§ **What is needed**: Report every line in the rows below that contains the word "black", matching case exactly.

§ **Rows**:
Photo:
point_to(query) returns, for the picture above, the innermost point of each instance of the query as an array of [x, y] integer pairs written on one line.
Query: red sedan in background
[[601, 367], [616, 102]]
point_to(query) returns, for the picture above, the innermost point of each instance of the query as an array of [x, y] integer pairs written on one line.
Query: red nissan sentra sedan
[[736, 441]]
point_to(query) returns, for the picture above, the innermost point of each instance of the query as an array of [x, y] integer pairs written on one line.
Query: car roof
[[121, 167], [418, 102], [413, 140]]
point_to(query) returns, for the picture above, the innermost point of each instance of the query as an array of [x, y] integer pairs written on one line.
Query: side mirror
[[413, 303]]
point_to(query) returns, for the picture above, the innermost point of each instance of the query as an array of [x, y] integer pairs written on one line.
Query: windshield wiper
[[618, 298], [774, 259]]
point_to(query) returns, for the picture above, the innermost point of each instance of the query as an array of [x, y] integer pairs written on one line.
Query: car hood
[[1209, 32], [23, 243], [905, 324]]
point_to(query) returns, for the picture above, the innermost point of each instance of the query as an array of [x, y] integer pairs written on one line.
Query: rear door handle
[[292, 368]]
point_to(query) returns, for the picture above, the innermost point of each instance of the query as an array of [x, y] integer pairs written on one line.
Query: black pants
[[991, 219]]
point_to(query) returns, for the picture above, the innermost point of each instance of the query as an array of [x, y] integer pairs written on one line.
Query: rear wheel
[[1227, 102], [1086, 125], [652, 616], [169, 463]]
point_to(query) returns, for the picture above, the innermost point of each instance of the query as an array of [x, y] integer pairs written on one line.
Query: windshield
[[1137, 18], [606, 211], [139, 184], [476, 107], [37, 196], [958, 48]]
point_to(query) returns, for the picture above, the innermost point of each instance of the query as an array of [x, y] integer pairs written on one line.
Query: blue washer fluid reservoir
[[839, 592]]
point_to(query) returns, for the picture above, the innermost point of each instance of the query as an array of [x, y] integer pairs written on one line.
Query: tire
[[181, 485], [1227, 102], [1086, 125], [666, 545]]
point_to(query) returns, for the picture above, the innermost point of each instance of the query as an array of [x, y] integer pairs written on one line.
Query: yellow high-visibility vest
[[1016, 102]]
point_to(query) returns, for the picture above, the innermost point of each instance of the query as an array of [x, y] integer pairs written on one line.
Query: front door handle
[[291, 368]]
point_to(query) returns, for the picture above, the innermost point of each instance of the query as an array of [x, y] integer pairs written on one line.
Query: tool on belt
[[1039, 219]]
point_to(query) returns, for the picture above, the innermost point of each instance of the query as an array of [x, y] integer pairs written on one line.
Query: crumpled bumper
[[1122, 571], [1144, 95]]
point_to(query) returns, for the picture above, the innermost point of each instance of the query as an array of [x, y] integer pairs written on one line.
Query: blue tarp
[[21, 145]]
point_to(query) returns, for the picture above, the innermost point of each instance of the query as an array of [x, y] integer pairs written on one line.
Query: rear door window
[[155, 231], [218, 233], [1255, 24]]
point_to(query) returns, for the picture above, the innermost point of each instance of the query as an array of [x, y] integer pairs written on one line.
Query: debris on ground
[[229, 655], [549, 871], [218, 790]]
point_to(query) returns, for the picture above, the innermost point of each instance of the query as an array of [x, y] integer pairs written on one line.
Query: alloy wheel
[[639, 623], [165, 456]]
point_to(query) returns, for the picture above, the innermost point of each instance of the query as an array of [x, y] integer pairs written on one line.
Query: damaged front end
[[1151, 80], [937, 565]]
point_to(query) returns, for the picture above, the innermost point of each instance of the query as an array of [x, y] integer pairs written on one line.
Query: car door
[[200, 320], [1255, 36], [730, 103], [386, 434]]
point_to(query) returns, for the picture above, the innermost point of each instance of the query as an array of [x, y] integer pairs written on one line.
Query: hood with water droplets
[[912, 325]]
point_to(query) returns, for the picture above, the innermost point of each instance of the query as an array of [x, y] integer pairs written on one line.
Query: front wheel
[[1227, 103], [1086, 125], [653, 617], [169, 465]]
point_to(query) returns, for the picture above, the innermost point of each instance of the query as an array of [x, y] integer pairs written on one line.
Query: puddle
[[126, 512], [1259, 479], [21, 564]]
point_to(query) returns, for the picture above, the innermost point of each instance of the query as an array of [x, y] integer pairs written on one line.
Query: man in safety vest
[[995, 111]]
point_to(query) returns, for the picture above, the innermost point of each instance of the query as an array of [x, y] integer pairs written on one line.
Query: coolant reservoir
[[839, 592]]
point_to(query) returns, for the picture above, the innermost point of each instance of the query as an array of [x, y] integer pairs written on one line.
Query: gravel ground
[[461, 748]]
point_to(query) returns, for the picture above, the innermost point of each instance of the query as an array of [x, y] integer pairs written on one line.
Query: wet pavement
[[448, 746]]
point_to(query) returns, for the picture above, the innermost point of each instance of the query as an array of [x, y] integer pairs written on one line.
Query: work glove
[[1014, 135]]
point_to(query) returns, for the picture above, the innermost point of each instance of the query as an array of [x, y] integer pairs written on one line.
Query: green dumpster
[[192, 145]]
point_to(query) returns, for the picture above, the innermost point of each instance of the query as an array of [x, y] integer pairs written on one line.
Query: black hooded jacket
==
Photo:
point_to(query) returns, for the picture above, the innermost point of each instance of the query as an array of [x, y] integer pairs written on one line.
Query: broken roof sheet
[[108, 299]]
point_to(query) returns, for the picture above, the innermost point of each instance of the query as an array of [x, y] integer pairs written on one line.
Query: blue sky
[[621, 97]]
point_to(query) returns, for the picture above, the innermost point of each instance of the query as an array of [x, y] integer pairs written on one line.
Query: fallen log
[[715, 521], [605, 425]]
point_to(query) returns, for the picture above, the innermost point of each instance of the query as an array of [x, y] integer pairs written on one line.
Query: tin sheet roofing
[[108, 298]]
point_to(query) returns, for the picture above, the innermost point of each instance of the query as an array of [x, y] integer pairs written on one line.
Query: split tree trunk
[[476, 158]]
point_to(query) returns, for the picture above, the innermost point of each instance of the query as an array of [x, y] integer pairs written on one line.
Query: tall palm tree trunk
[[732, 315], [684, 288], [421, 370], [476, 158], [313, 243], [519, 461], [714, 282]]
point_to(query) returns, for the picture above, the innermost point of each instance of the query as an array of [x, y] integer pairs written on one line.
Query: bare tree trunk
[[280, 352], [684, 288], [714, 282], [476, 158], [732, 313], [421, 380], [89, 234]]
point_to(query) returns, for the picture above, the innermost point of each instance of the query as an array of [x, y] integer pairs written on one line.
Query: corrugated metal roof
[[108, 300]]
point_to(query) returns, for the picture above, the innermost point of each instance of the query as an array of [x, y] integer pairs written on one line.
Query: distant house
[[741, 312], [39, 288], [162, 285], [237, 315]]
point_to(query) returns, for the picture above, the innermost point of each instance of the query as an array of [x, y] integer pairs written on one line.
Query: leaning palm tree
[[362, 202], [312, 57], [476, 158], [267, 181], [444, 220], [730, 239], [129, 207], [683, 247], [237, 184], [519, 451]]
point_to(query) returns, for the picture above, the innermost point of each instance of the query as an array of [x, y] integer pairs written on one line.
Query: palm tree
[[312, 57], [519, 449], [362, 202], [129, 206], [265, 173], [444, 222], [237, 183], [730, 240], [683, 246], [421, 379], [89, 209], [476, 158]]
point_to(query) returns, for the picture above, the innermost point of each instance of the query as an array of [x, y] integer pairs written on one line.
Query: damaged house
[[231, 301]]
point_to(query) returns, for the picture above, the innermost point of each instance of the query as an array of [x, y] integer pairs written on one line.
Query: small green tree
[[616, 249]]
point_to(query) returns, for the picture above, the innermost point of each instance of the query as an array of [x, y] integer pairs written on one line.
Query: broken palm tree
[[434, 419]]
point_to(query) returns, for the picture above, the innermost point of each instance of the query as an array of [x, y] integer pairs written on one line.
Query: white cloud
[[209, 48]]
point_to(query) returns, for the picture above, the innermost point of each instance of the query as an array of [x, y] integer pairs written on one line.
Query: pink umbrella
* * *
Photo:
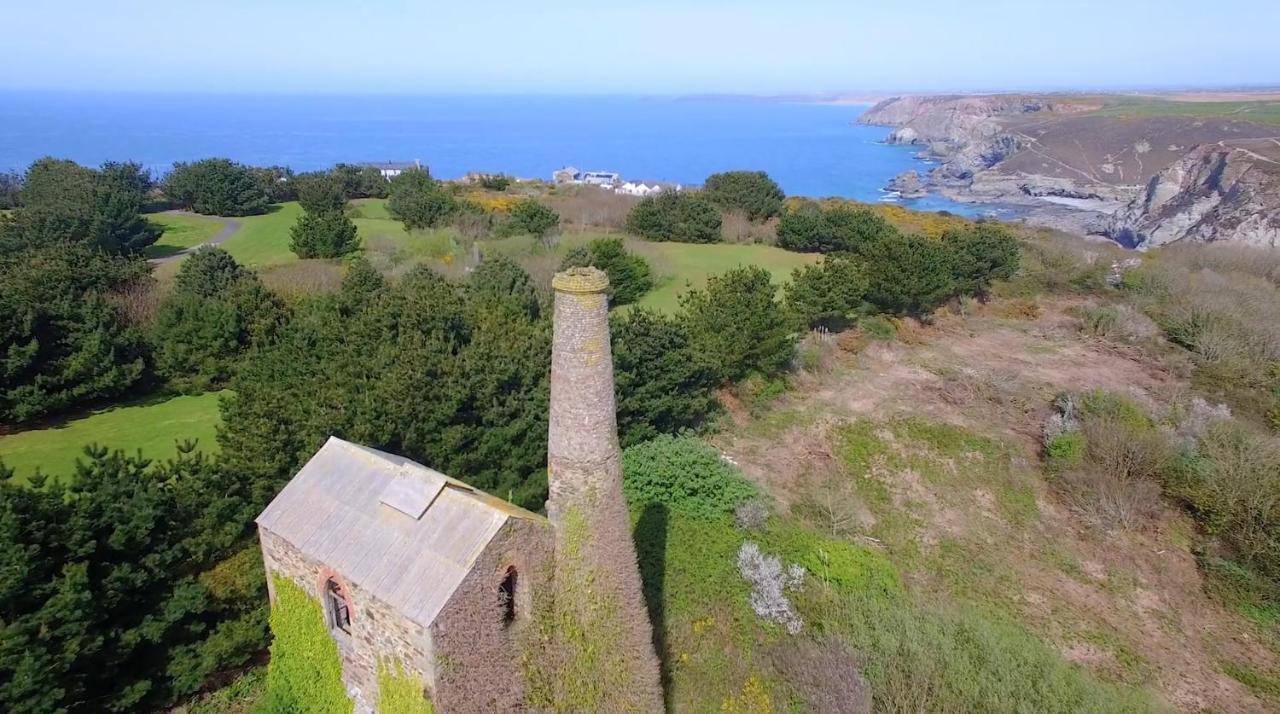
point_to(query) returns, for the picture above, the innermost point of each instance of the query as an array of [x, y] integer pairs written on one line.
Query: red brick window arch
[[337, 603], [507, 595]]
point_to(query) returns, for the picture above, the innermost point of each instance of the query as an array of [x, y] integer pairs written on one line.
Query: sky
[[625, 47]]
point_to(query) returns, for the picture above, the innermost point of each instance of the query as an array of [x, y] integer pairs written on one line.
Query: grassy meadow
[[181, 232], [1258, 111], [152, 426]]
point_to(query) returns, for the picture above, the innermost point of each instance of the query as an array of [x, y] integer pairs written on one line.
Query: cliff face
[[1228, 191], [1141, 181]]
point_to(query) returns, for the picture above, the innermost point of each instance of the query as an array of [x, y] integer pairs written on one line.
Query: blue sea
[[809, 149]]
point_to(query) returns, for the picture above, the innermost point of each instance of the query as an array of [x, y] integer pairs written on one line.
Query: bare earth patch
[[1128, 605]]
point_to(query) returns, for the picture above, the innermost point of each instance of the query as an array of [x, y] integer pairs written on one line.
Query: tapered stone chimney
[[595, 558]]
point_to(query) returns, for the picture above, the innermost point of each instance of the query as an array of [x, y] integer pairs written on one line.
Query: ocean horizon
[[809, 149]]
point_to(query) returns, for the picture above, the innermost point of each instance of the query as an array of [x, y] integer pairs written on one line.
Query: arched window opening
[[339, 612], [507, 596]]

§ **Full solution**:
Query: black pants
Query: black hooded jacket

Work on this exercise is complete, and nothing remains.